● **What is needed**
Could you rewrite the records from the line with "of the grey" up to and including the last line of the records, requests included, shifting every x and y coordinate in the answers up by 77? Leave the pictures out.

:::::

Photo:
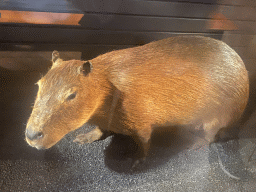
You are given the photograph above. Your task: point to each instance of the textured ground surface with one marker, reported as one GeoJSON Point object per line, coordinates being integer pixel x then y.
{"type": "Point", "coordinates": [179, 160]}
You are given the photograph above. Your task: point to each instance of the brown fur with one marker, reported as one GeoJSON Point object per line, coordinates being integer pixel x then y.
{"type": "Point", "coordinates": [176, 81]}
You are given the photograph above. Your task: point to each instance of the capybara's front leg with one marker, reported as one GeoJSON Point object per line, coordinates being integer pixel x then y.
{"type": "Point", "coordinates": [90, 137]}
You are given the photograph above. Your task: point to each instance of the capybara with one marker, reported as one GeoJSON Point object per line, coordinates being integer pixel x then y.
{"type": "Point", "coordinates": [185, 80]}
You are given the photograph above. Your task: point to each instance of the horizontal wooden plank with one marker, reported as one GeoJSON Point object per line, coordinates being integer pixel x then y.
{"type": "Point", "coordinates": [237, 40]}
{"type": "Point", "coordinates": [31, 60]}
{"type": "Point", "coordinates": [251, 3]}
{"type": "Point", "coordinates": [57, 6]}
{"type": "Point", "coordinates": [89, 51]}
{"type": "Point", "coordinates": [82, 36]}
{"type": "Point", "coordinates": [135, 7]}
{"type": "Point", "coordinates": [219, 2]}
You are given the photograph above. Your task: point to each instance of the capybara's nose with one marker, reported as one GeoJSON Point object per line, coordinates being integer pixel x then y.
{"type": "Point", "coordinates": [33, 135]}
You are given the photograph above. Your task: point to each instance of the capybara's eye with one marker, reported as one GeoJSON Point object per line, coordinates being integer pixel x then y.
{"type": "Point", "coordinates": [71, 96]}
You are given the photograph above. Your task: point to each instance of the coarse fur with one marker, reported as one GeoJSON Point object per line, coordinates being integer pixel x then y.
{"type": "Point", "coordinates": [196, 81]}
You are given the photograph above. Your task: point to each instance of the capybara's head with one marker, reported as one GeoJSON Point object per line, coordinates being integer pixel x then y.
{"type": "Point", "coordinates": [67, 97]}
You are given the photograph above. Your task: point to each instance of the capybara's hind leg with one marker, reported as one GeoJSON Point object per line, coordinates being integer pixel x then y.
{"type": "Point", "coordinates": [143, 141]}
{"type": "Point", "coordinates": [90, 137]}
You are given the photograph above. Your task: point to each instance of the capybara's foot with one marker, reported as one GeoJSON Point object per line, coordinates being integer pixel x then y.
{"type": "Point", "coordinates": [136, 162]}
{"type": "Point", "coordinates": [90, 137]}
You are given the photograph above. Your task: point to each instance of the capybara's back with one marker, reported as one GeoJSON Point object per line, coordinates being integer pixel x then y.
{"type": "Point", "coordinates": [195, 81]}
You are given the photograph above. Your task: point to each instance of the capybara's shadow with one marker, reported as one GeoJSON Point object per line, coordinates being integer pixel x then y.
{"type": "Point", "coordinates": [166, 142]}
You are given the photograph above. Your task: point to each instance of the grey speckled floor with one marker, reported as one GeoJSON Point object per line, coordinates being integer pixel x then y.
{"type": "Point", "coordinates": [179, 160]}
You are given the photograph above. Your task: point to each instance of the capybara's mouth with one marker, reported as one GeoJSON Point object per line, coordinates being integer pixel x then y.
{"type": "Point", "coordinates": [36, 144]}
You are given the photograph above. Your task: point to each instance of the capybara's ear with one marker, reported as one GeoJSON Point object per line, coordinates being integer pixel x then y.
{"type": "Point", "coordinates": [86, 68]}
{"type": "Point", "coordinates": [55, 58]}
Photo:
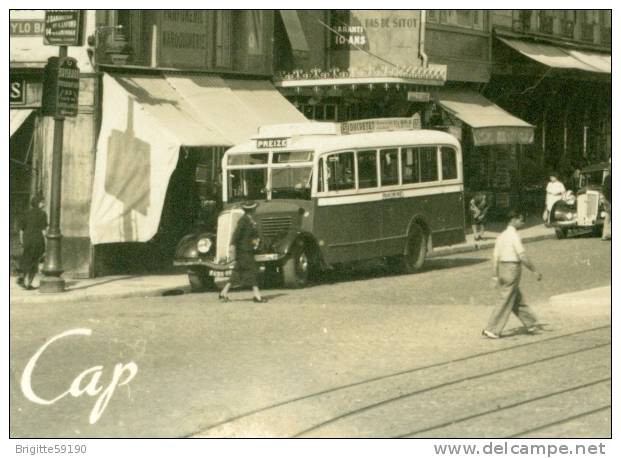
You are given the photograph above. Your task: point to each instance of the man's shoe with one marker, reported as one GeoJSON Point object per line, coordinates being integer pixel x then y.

:::::

● **Response to this task**
You are given the photograph above. Your task: point to each instance of the grey speckled floor with one marker, reported as one GeoJSON Point object per line, coordinates being integer pixel x then y.
{"type": "Point", "coordinates": [256, 237]}
You are given the photograph above. Your task: point to each instance of the capybara's mouth with one marker, reported as one GeoJSON Point object per line, coordinates being integer pixel x then y.
{"type": "Point", "coordinates": [113, 221]}
You are given the photograph above. Your task: point to each instance of the capybara's ear with one marker, reported as one GeoJSON Point object per line, coordinates being integer pixel x then y.
{"type": "Point", "coordinates": [163, 145]}
{"type": "Point", "coordinates": [132, 135]}
Photo:
You are given the photograph above. Your task: point to each instance of the man's shoe with one marker, reported as one GeoJSON Point object per line, coordinates being integer pixel x then y.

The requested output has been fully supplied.